TASK DIRECTIONS: Copy out the stretch from the line containing "of the turquoise" through the end of the entries, keeping every line, requests included, and add 86 to each number in the answer coordinates.

RAW DATA:

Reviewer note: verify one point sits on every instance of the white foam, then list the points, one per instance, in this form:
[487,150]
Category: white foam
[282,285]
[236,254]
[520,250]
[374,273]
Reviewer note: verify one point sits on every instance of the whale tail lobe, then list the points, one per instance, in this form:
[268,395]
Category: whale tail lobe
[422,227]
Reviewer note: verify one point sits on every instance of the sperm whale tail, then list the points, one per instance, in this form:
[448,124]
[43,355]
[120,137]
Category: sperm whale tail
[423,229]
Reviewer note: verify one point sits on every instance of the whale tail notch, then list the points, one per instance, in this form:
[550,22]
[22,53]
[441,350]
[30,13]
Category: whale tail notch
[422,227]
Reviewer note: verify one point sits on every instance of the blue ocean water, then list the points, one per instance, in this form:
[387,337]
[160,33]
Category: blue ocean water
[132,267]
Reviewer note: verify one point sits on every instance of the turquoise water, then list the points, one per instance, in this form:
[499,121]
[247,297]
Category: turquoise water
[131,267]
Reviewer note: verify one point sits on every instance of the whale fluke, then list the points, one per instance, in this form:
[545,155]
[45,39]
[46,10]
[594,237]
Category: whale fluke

TASK OUTPUT:
Reviewer note: verify one point sits on every instance of the turquoise water, then list the points, one per instance, in this form:
[499,121]
[247,297]
Category: turquoise water
[217,353]
Reviewer note: verify one point sits on every instance of the whale fluke, then list the points, one per instance, in this form:
[545,155]
[45,39]
[46,10]
[594,237]
Category: whale fluke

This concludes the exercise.